_Work to be completed_: From the data below, extract every line from the one containing "like x=489, y=81." through the one containing "x=323, y=152", both included, and copy them verbatim.

_Entries_:
————————

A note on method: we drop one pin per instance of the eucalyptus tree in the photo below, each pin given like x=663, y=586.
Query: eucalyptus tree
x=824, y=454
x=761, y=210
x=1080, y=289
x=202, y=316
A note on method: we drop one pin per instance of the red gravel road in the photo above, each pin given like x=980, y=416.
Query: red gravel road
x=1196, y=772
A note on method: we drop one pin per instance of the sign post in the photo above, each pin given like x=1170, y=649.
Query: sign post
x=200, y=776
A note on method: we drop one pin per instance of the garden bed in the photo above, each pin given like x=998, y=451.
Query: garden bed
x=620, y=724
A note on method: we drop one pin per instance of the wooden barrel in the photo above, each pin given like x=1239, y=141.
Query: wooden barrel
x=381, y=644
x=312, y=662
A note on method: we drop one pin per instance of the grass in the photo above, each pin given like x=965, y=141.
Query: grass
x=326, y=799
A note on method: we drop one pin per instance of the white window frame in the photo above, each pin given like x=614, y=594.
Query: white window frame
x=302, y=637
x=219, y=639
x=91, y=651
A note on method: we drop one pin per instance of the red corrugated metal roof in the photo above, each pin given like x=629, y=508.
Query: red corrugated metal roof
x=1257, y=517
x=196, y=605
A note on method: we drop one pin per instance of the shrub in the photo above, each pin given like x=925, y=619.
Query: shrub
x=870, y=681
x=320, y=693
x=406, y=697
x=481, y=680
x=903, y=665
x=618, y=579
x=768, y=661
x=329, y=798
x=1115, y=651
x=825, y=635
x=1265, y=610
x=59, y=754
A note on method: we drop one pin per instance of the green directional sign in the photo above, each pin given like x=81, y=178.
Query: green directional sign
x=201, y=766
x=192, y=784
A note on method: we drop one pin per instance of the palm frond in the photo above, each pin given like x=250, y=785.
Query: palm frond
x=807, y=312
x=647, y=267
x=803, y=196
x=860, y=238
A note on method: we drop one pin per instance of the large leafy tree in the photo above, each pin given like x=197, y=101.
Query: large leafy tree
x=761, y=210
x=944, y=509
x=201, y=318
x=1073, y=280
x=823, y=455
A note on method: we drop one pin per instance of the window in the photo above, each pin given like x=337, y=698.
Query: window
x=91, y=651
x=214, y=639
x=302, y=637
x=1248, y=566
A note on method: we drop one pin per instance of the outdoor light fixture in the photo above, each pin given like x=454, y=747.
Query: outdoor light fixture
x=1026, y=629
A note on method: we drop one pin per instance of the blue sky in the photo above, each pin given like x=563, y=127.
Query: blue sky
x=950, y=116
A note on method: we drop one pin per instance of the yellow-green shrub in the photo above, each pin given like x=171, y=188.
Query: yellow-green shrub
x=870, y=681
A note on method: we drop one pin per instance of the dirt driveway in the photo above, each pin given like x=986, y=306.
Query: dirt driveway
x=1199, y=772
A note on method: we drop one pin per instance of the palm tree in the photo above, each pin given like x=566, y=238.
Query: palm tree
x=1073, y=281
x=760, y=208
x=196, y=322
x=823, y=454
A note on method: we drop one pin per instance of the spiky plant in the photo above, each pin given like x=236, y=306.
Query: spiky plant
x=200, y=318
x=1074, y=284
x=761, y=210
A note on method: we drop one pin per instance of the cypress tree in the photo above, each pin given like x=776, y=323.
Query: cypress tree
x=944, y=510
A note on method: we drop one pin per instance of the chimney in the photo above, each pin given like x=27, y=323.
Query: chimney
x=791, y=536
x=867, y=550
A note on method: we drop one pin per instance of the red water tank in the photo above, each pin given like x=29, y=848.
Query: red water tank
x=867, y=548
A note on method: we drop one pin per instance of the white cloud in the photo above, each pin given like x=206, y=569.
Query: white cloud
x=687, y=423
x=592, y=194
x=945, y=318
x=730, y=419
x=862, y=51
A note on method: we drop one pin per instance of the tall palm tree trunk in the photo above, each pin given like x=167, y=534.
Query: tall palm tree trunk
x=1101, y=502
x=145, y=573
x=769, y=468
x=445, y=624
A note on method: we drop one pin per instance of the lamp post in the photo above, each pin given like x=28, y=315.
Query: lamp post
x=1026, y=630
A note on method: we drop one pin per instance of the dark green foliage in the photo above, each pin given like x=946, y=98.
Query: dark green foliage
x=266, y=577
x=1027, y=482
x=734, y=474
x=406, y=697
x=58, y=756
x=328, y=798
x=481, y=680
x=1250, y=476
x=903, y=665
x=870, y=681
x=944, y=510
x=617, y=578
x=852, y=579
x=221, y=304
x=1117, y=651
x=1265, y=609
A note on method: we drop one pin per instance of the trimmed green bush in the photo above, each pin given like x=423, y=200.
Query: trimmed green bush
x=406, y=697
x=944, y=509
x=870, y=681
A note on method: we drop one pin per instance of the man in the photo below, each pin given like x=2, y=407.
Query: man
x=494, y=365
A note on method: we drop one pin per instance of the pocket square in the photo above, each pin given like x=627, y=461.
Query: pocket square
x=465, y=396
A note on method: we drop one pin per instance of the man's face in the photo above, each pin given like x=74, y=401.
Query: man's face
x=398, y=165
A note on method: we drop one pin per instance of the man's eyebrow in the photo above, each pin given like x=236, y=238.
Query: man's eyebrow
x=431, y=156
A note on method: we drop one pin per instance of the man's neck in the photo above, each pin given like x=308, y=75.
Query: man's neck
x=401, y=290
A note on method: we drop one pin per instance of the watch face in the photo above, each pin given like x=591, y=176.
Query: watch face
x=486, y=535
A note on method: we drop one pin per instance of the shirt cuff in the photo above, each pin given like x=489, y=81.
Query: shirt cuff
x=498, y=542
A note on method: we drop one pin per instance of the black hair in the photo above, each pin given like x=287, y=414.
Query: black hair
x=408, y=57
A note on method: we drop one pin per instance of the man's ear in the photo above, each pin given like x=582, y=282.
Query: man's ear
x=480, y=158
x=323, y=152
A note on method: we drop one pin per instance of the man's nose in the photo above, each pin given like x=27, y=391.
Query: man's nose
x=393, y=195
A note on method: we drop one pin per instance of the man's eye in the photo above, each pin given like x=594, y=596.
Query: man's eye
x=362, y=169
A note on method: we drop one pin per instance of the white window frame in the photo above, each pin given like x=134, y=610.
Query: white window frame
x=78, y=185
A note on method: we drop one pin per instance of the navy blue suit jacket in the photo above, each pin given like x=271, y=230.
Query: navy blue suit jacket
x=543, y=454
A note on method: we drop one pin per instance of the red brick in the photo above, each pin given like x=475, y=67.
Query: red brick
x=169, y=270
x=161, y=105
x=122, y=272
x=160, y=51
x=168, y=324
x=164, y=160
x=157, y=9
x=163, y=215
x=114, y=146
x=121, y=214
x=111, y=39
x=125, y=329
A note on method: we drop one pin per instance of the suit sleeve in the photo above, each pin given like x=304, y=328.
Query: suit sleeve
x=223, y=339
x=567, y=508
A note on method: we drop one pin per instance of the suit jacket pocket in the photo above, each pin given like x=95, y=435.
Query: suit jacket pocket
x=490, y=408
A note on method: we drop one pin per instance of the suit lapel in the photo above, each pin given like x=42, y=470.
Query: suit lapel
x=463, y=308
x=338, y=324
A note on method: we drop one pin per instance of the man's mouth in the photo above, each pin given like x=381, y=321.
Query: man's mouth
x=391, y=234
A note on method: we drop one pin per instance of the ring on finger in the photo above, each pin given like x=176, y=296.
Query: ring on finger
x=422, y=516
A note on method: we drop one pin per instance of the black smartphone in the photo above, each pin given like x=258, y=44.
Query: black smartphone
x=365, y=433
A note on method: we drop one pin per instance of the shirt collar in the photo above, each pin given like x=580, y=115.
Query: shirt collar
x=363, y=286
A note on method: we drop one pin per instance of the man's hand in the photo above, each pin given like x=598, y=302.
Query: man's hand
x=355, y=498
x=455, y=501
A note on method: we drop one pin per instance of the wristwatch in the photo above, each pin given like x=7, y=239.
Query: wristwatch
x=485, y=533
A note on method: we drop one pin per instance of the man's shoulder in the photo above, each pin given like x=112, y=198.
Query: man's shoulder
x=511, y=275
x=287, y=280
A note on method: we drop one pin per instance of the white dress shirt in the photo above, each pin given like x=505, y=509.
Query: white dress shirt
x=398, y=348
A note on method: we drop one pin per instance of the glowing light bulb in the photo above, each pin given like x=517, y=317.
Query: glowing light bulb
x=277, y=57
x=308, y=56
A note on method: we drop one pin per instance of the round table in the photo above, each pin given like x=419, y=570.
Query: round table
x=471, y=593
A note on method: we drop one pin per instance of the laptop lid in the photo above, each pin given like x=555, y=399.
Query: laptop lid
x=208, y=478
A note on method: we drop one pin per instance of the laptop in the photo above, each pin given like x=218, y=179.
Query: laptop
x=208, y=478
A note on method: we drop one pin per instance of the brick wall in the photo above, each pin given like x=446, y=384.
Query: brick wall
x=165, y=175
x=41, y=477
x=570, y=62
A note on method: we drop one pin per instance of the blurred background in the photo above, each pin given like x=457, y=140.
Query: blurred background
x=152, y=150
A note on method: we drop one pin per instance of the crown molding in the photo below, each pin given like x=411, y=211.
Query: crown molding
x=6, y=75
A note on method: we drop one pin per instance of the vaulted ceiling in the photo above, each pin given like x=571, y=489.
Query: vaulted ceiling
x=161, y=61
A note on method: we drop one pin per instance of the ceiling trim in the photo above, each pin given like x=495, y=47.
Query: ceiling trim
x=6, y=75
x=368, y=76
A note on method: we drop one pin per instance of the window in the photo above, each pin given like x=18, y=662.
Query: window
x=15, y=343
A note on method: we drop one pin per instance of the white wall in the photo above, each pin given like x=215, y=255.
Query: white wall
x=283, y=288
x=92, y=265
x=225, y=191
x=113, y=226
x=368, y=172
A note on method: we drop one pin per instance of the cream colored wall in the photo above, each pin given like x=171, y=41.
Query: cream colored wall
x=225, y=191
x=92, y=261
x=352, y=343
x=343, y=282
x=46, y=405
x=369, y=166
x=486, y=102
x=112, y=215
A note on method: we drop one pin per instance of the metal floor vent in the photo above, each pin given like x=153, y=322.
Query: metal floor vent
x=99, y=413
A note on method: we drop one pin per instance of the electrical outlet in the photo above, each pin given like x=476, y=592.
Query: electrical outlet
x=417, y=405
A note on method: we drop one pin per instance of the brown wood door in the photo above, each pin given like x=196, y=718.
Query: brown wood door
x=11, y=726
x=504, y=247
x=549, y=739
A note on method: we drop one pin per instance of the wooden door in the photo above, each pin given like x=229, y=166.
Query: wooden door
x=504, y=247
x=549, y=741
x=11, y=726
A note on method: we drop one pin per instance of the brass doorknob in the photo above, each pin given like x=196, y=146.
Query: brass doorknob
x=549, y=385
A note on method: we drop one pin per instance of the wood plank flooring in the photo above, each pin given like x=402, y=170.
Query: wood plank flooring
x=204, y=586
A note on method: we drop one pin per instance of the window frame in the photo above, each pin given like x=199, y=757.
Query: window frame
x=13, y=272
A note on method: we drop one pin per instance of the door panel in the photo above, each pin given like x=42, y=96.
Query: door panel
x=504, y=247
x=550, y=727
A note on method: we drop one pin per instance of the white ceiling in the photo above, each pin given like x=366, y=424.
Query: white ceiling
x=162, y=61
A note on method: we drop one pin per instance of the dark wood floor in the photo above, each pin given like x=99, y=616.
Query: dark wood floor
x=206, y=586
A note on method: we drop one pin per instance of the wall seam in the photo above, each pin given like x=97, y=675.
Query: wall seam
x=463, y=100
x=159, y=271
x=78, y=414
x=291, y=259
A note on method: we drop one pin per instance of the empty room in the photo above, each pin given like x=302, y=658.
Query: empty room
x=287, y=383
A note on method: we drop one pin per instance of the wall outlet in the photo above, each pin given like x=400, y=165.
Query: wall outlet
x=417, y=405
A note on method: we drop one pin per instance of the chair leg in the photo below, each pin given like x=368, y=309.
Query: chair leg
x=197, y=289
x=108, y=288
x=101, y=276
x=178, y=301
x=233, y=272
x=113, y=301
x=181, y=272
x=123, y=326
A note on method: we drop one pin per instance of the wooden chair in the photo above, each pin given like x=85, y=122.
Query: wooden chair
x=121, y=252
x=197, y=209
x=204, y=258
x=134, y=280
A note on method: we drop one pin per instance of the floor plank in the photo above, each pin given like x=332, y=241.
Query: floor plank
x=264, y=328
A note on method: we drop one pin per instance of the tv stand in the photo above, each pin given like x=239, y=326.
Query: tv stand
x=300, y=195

————————

_Finished task_:
A note on method: we drop one pin per instance of the shirt cuff in the photo above, each pin given like x=489, y=81.
Query: shirt cuff
x=498, y=542
A note on method: we drop one pin per instance of the black hair in the photo above, each pin given like x=287, y=414.
Query: black hair
x=408, y=57
A note on method: we drop one pin per instance of the man's ear in the photo above, each pin given like x=582, y=282.
Query: man's ear
x=480, y=158
x=323, y=152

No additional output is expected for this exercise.